Text provided =>

>>>

Children suffer most from our complacency. The rich, as a letter-writer to the New York Times pointed out, used to pay good money so that their boys and girls could be taught to live in the wild, to toughen them and teach them to survive adversity. Now summer camps boast of the quality of their chefs and the softness of their beds.

Physically weak and unable to take care of themselves, our children inherit the self-satisfaction of their elders without being able to sign checks or have credit ratings or lease SUVs. They lack the opportunity to sacrifice themselves, to feel the kind of fear that used to define childhood-the realization that because you are weak you must develop the desire to become strong, the cunning to evade the bullies, the courage occasionally to stand up for your rights, the judgment to decide when it is wise to fight, and when, more frequently, it is wiser to flee.

<<<

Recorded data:
>>>

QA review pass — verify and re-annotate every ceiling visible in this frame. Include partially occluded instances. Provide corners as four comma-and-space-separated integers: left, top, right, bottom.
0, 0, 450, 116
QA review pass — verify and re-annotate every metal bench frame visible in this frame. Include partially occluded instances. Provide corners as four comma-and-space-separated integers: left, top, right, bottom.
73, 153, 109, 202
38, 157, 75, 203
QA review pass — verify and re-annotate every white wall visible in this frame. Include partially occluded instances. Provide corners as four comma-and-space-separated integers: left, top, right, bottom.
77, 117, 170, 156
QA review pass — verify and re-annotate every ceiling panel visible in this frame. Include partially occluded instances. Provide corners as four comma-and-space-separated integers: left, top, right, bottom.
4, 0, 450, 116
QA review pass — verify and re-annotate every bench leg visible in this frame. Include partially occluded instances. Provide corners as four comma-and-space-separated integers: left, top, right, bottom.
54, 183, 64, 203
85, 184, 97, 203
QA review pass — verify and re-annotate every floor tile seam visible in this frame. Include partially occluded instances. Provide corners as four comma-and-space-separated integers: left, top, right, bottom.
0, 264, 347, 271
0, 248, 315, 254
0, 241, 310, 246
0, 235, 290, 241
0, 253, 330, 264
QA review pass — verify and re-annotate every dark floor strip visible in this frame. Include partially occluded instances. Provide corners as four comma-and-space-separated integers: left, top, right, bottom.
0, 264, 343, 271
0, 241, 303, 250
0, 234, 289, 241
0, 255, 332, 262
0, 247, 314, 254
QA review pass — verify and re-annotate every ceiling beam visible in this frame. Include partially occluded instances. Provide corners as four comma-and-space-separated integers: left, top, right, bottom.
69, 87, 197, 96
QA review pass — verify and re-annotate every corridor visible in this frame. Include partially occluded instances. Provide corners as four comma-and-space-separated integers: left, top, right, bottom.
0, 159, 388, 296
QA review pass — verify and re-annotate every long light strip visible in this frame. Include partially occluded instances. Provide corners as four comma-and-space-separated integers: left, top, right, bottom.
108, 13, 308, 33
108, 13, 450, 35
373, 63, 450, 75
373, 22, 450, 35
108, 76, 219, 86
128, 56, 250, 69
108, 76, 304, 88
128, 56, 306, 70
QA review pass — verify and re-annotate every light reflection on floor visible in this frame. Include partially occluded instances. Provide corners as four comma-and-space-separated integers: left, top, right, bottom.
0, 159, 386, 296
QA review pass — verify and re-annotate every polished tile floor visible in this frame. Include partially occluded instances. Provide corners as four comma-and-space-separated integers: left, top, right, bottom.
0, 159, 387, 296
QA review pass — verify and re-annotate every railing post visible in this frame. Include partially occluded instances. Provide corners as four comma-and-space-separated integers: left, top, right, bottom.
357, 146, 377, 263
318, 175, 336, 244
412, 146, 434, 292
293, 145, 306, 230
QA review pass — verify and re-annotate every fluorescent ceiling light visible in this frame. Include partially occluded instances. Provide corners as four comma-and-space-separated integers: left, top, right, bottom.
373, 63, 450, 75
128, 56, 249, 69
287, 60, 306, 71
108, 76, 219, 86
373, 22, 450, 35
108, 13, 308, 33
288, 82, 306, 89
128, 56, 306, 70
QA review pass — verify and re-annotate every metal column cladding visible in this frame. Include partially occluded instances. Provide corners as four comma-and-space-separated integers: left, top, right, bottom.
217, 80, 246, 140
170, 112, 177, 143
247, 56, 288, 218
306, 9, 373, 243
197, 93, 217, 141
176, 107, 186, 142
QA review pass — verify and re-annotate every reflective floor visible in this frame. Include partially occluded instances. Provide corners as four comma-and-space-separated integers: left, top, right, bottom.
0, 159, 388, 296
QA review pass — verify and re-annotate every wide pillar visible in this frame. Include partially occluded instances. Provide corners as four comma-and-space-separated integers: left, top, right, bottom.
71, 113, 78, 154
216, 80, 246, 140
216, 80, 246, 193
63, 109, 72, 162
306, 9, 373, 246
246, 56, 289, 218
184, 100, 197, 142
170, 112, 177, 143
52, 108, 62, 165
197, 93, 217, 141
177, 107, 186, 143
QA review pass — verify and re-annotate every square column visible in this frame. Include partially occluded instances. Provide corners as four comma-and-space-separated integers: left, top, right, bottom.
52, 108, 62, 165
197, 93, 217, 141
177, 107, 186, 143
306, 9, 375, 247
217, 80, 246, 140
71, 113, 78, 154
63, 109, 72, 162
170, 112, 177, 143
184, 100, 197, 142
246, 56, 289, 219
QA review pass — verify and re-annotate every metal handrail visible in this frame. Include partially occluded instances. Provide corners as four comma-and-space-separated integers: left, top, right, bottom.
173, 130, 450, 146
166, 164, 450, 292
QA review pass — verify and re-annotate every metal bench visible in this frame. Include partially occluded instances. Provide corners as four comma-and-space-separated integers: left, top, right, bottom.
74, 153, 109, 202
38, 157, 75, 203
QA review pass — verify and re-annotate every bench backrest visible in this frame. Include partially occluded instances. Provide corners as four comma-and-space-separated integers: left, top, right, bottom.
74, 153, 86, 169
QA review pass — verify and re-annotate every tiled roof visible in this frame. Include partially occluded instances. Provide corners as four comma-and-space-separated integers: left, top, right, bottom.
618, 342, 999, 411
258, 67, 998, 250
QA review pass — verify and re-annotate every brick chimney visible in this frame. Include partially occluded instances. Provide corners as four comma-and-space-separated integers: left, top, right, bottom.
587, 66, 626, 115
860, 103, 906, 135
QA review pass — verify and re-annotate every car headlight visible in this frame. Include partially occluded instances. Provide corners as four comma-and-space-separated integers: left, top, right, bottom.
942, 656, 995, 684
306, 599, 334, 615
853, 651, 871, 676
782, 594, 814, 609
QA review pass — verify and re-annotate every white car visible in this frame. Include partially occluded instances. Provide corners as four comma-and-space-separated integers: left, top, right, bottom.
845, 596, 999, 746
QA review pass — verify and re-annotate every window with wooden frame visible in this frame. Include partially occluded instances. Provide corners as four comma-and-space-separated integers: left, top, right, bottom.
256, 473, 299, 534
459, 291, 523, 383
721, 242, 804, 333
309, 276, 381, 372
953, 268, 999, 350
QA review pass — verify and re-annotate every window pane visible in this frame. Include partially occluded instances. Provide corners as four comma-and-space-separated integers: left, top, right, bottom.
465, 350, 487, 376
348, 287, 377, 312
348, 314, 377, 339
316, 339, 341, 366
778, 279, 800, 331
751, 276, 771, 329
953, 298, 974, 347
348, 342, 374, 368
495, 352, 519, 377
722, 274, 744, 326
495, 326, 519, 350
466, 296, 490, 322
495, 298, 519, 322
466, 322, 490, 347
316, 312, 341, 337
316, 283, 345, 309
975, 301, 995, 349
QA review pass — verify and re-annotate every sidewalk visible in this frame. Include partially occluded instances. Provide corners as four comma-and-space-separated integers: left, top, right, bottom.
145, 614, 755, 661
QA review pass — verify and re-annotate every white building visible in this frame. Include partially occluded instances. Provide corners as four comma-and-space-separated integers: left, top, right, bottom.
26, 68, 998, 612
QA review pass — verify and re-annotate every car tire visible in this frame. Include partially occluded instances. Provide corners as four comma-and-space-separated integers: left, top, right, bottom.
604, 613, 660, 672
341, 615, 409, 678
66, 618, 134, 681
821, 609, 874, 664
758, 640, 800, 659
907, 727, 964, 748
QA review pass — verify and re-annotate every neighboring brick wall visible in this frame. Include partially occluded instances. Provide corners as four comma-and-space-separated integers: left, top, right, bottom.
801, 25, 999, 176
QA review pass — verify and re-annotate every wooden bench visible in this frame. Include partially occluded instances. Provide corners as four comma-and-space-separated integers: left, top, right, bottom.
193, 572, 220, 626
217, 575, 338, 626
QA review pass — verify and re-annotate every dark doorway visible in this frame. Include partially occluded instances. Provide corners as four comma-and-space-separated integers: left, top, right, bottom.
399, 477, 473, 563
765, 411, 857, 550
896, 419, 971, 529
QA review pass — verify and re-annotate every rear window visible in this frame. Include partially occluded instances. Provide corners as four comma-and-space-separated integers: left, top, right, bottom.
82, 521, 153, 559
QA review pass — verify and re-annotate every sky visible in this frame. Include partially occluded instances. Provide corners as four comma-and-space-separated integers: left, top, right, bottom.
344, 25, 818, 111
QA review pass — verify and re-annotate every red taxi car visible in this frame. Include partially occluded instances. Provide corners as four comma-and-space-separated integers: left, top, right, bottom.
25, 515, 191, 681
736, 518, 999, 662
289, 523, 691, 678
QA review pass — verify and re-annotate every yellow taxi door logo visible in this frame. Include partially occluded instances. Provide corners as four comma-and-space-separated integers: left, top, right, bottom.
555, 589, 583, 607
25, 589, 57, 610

<<<

List of tasks =>
1. In the passage on childhood and complacency, what do summer camps now boast of?
2. Write the next part of the passage on childhood and complacency, picking up after its last sentence.

Responses to the exercise =>
1. The quality of their chefs and the softness of their beds.

2.
Of all the disciplines of nature and nurture our children lack, only Little League remains. As if to compensate for everything else, kids now have to submit to adult-organized sport, with parents standing around anxiously, peering at their kids' efforts to hit or kick a ball, and, in Manhattan, either cheering or yakking into cell phones. And parents are made to feel that being a good parent requires nothing less-and nothing more-than constant, self-punishing attendance at these events.

But here, in childrens' athletics, is precisely where our remedy lies. Kids' sports takes place in public, follow recognized rules, and are intricately scheduled. Here's my thought: Bet. We open little league to legalized gambling. We develop book on t-ball and soccer. We offer odds on girls' lacrosse and boy's wrestling.

Wagering on Little League is a big idea. Opening children's games to the general sporting public would have innumerable positive effects. First of all, the individual performance of your child would not only matter to you and your child's team-mates' parents, but to a roaring crowd. The attention of a large audience would be focused on our children. What they do as individuals will begin to matter. They can become heroes, or goats-they will cease to live in a private world defined by doting parents, but in the larger world of commerce.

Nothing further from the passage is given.